**Written request**
Copy the items below from the line with "As a courtesy, could you identify the bare" up to and including the line with "[25,190,108,336]", and nothing beyond them, keeping the requests unchanged. Multiply every bounding-box coordinate in the answers by 2.4 and round to whole numbers, with halves rounded up.

**Raw data**
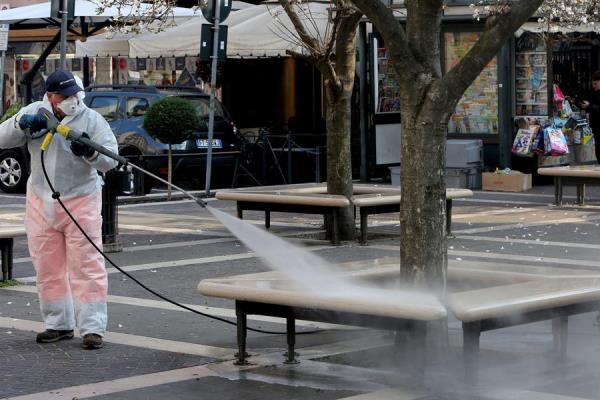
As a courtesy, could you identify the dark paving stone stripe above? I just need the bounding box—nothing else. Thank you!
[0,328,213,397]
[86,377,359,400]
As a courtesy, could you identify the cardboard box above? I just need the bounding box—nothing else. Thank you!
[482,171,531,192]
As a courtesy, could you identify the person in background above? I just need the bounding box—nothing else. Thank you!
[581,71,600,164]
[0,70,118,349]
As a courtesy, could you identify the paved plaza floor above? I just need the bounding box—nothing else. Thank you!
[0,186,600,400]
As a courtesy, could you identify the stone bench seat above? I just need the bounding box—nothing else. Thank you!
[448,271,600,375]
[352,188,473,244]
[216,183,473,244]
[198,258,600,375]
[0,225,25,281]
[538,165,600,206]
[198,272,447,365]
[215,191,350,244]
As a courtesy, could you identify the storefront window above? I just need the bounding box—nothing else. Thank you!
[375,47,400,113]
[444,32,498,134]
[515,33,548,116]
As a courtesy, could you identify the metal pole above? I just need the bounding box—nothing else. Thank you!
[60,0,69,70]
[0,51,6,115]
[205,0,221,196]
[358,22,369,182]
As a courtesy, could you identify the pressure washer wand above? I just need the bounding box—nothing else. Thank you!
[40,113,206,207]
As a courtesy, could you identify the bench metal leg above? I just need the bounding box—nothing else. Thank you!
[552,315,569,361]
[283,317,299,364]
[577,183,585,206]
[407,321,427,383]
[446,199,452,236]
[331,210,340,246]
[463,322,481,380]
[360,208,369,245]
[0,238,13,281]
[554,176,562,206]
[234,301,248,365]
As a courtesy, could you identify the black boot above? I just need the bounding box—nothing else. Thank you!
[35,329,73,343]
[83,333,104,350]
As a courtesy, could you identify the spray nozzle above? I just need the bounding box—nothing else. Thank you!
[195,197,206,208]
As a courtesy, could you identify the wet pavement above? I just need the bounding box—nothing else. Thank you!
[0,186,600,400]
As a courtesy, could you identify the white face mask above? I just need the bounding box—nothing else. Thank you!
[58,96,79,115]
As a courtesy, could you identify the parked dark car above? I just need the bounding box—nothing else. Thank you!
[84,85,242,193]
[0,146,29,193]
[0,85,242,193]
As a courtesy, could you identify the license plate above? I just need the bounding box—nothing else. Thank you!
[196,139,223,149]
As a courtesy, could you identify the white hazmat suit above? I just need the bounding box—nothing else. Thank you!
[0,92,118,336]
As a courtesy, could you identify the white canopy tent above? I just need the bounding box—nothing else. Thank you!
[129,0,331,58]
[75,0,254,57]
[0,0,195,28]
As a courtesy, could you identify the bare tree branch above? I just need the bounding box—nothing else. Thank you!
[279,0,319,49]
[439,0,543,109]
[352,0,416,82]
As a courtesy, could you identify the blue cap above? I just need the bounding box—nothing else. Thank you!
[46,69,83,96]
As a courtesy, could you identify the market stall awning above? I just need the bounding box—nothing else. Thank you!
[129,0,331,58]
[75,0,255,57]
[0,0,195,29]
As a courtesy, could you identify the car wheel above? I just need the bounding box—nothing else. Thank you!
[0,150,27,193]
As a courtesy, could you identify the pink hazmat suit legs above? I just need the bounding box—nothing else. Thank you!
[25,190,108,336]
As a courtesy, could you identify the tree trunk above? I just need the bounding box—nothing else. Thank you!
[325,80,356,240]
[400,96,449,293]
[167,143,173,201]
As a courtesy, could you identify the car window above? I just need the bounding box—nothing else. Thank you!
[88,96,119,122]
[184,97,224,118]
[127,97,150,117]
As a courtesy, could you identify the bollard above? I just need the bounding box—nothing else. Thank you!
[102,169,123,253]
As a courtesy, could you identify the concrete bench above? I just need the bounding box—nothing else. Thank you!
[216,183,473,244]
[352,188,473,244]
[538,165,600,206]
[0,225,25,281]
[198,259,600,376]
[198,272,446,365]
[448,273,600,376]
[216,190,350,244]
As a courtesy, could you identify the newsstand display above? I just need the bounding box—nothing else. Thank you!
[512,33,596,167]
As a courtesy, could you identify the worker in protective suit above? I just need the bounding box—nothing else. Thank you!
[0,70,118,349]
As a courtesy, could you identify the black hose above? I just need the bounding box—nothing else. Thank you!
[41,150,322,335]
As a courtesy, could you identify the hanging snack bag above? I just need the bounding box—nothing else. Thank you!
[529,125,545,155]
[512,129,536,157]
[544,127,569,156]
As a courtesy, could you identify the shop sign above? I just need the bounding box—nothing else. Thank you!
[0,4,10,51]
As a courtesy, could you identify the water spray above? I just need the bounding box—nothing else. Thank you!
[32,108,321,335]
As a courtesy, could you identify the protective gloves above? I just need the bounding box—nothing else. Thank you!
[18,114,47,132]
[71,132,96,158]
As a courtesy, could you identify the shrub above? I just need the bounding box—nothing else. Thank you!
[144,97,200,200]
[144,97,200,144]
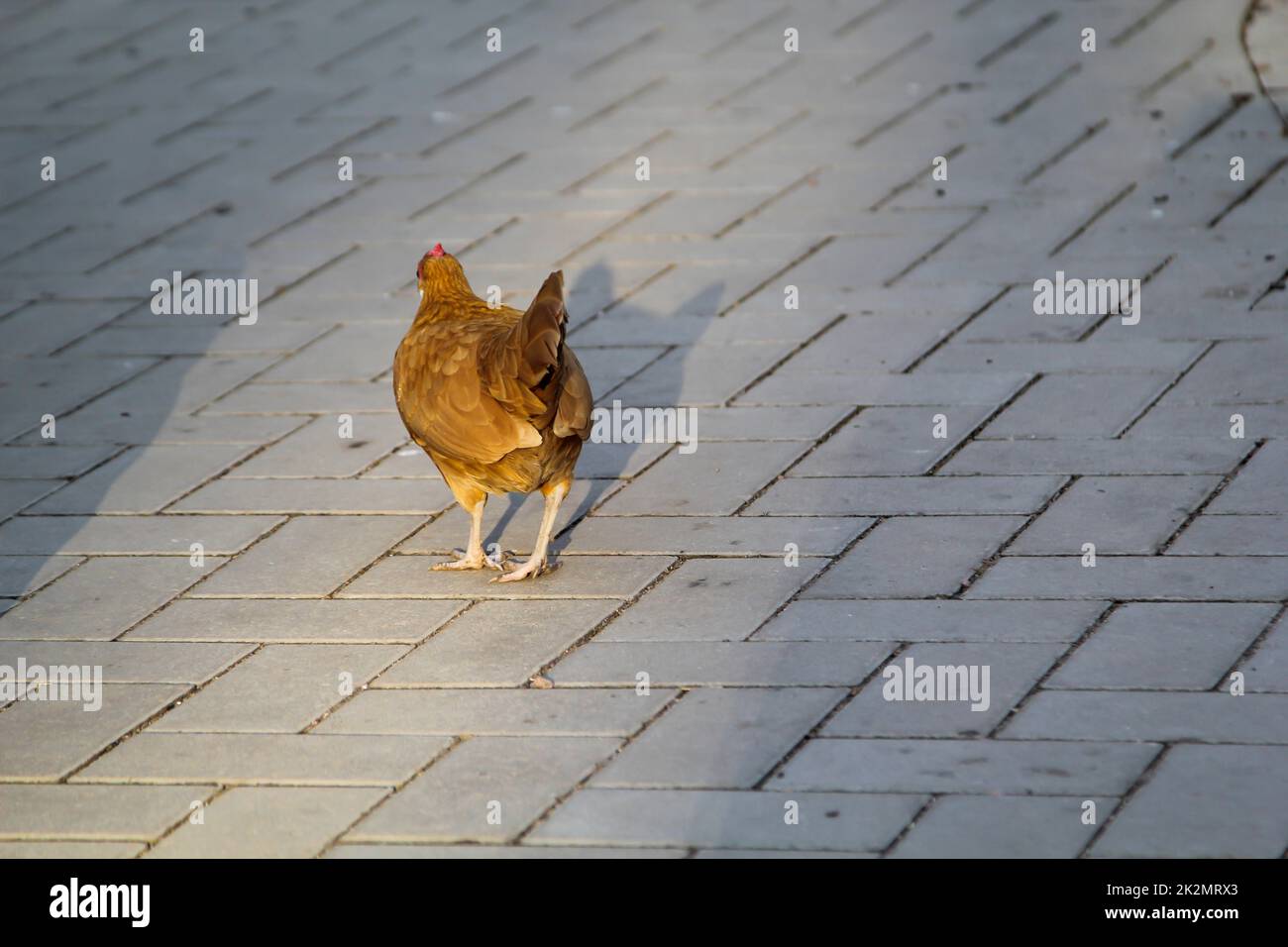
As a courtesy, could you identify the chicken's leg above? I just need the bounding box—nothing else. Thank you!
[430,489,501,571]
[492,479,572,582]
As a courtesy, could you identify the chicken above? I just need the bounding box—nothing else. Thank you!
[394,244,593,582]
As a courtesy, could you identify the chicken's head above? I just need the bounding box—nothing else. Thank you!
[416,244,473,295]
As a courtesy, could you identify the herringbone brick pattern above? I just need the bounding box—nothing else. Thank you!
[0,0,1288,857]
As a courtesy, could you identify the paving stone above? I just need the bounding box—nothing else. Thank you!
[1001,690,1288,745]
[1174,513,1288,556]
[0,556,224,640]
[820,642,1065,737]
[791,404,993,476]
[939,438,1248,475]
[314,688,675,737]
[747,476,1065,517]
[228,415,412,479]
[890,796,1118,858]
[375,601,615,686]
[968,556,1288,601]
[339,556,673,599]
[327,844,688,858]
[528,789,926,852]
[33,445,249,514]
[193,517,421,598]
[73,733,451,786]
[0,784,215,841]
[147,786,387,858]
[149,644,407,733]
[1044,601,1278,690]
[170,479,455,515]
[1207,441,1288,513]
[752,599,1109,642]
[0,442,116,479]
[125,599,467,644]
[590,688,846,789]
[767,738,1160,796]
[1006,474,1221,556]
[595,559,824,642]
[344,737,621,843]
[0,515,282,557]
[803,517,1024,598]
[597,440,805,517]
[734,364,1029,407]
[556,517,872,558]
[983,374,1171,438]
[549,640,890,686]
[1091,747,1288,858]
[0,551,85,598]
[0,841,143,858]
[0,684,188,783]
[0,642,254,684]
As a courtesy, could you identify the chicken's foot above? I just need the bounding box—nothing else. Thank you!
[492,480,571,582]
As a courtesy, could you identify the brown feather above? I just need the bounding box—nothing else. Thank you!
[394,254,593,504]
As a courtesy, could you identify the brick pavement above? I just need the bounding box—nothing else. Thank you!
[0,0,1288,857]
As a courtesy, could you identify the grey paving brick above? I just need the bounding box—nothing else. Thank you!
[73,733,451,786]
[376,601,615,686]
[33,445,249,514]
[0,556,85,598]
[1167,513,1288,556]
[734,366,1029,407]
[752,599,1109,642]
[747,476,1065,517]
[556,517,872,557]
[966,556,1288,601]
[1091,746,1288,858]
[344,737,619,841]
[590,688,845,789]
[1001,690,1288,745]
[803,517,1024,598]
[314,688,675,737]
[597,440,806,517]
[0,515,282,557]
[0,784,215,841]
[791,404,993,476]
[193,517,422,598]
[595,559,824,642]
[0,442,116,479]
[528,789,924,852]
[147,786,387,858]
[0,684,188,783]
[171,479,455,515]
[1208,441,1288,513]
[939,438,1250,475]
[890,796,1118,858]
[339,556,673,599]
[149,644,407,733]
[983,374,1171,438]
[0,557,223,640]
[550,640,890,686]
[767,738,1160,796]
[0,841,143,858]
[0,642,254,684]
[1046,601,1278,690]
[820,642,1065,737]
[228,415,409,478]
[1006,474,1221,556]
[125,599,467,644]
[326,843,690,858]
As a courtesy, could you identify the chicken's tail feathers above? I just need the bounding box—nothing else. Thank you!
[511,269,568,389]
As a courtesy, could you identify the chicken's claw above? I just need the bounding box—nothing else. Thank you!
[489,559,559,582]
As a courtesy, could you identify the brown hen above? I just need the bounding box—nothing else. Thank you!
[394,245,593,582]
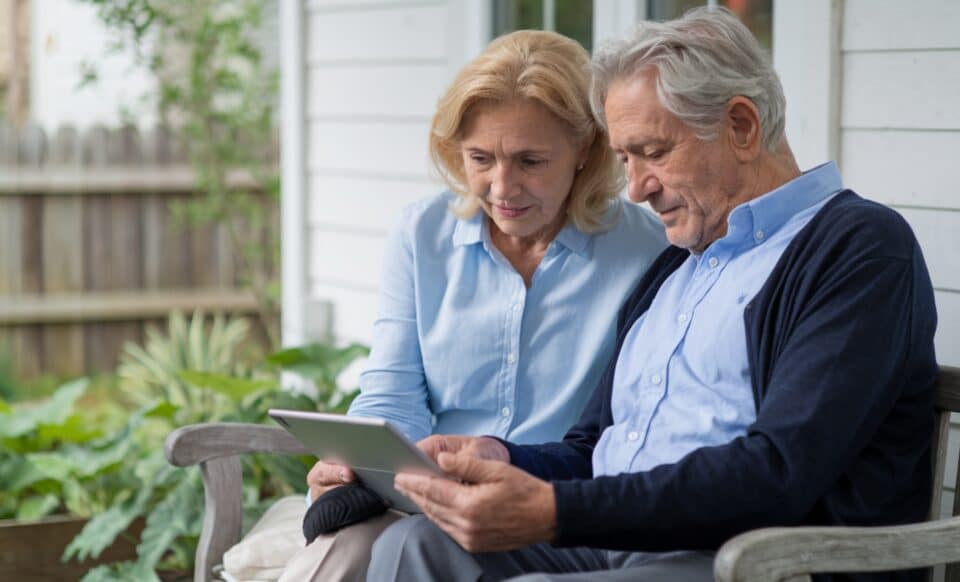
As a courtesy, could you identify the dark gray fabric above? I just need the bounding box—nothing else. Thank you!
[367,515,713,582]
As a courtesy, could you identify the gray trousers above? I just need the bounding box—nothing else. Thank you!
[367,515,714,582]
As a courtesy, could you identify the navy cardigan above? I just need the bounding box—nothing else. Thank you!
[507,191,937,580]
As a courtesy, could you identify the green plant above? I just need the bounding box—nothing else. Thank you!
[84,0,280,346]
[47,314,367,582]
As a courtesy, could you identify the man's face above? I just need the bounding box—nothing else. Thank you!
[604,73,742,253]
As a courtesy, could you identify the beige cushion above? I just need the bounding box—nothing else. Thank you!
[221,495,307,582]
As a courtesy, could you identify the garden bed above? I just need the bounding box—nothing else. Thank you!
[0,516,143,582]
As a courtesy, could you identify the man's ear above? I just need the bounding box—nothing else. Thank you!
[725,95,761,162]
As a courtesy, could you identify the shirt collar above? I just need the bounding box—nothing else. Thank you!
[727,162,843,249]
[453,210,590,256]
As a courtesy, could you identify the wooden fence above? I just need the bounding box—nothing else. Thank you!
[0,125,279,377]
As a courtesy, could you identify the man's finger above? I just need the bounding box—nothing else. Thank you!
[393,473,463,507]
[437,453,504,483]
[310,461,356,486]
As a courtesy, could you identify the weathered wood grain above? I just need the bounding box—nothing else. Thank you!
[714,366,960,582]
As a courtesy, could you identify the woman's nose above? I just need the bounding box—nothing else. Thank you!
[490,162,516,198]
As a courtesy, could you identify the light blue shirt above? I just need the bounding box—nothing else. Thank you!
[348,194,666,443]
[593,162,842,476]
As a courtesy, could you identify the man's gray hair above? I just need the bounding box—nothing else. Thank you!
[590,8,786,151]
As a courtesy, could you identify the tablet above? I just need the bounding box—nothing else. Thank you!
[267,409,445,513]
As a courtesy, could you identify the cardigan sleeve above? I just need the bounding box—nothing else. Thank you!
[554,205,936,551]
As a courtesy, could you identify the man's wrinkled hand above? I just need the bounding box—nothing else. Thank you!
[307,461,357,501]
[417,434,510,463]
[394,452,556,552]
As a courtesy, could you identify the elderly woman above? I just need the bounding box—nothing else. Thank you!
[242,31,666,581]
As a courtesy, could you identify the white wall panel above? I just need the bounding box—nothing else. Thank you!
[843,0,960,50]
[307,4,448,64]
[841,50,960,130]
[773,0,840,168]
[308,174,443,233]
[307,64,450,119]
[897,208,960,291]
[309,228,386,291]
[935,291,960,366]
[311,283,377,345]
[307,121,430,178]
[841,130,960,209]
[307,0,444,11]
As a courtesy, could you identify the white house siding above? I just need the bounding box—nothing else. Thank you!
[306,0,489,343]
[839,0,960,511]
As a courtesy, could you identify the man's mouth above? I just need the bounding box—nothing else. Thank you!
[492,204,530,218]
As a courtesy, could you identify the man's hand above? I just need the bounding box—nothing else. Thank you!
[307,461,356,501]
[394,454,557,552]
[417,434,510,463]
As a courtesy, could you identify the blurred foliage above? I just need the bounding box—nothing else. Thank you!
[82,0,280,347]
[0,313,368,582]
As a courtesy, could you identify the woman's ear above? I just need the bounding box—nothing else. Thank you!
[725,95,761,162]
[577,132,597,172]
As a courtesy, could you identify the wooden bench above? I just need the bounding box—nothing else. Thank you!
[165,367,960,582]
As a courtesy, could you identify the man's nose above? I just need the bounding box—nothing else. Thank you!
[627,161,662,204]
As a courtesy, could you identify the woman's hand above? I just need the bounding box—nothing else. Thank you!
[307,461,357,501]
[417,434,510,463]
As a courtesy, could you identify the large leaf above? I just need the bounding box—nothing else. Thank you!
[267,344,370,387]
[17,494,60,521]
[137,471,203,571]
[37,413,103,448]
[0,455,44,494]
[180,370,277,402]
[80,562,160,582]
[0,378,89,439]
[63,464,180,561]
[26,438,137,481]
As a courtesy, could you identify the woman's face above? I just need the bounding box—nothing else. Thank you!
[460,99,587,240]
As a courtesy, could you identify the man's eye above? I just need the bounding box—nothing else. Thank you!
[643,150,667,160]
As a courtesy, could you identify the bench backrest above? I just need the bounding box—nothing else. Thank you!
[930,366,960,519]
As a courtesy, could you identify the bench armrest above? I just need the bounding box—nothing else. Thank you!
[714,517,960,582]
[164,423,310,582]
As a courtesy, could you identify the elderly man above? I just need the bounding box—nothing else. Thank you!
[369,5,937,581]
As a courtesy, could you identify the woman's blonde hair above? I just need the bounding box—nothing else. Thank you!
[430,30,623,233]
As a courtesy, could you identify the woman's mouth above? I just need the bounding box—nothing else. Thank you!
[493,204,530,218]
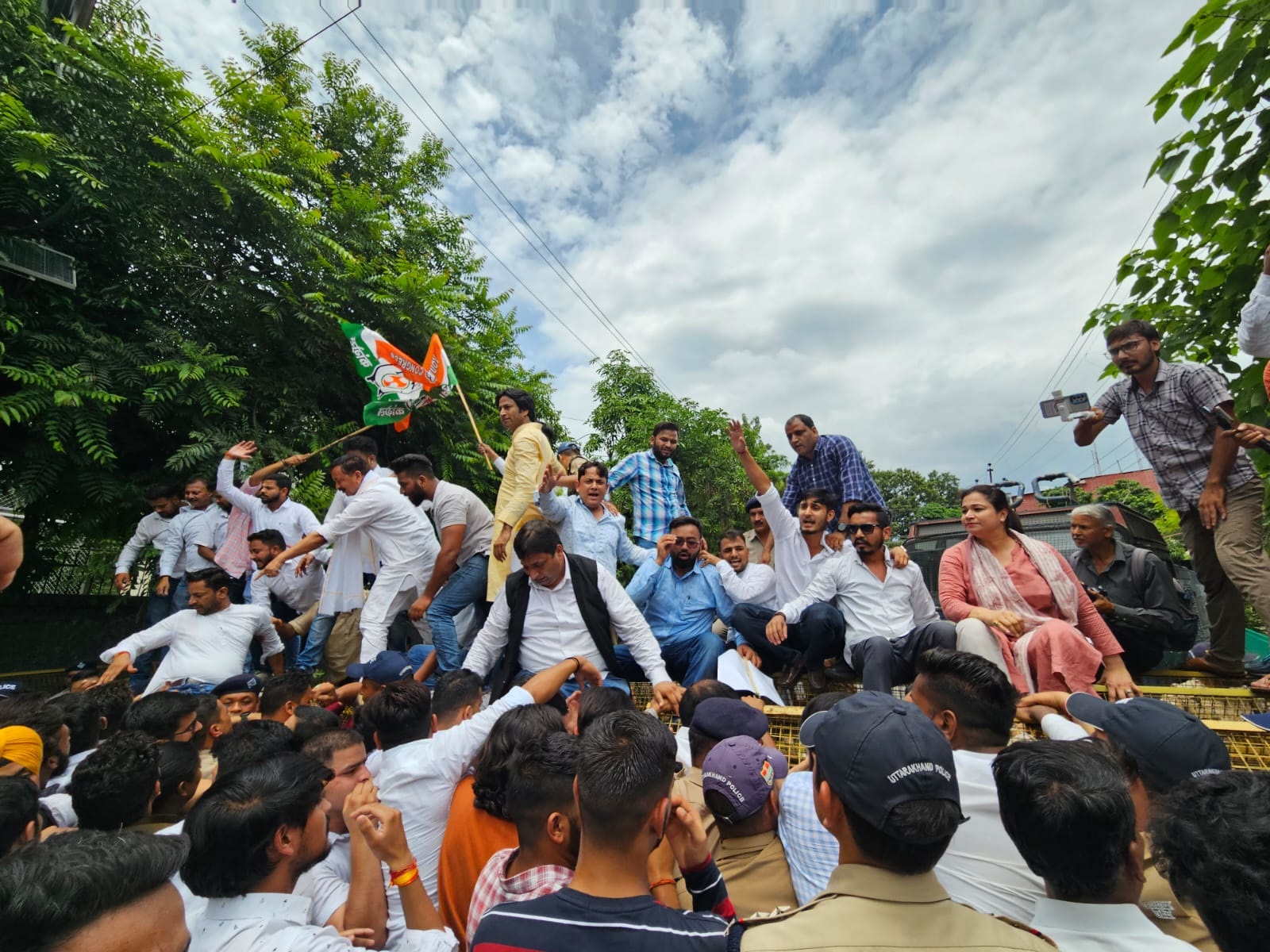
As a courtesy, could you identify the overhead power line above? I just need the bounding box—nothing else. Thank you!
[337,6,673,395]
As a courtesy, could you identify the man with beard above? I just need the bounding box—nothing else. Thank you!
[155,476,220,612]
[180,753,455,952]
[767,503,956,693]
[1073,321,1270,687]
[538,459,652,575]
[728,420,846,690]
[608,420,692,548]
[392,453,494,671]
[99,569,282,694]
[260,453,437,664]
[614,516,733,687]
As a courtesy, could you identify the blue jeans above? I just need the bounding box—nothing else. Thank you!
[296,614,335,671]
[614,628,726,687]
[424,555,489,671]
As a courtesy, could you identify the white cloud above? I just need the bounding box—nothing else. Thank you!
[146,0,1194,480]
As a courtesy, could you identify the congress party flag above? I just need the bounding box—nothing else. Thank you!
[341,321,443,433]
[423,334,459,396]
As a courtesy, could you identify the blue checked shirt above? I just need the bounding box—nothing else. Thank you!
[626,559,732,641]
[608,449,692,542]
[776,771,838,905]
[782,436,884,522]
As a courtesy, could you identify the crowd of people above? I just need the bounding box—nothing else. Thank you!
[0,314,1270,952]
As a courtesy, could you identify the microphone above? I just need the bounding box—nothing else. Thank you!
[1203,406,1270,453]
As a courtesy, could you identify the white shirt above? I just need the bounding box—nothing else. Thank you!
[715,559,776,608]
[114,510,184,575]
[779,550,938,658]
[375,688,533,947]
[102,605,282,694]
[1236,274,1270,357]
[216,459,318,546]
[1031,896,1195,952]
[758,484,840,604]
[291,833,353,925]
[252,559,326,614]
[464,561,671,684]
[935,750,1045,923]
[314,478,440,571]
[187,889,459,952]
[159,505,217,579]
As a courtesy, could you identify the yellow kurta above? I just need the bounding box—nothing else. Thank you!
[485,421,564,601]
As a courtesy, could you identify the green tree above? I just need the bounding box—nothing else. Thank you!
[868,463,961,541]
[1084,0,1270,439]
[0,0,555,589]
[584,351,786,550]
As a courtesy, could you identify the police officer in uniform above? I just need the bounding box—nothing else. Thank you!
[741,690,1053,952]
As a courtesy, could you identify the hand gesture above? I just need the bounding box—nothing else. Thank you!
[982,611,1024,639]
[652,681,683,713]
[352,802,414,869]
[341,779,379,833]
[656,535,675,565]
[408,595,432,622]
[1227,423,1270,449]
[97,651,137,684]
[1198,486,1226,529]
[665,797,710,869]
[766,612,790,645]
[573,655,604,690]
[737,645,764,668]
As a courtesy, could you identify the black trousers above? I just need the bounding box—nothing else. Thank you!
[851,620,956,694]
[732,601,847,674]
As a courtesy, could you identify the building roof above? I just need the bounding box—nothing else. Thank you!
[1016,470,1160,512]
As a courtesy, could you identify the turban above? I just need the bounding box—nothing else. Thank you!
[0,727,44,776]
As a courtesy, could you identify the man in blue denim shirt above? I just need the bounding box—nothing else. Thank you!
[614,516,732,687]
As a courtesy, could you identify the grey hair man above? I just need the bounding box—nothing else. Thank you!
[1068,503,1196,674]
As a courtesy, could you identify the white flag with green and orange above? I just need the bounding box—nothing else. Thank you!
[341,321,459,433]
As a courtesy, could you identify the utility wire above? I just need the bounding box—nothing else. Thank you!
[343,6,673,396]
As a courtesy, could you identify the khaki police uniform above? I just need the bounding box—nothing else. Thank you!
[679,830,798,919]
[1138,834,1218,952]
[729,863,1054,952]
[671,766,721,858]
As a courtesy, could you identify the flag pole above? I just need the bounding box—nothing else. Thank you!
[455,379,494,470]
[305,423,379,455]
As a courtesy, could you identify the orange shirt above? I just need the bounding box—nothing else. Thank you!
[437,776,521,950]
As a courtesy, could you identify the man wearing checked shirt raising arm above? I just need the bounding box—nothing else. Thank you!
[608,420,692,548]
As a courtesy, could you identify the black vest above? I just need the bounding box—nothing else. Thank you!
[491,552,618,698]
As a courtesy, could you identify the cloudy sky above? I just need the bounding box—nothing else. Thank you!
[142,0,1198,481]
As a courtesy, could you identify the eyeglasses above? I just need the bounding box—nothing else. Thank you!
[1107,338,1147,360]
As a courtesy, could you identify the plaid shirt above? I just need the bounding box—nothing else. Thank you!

**Reply**
As a courtesy, could you identify the bare tree branch above? I just need the bounding box—nothing else. Thank you!
[670,0,766,118]
[1054,0,1303,262]
[845,0,998,197]
As a courtesy, could you identify the blue cap above? I just need the bounding box—nothing else. Thank you!
[110,166,199,230]
As a courtesy, could you identify the market stall awning above? I just need the bounding box—nothing else. Thank you!
[310,0,794,139]
[180,0,612,137]
[0,0,468,70]
As a courtesy, could you identify the car wheel above? I just need the bounding box—nothing else. Thank you!
[0,360,65,463]
As a courtesy, could you identify the pink hazmat suit legs above? I just need the bounding box—nothing else. Thank you!
[60,456,259,806]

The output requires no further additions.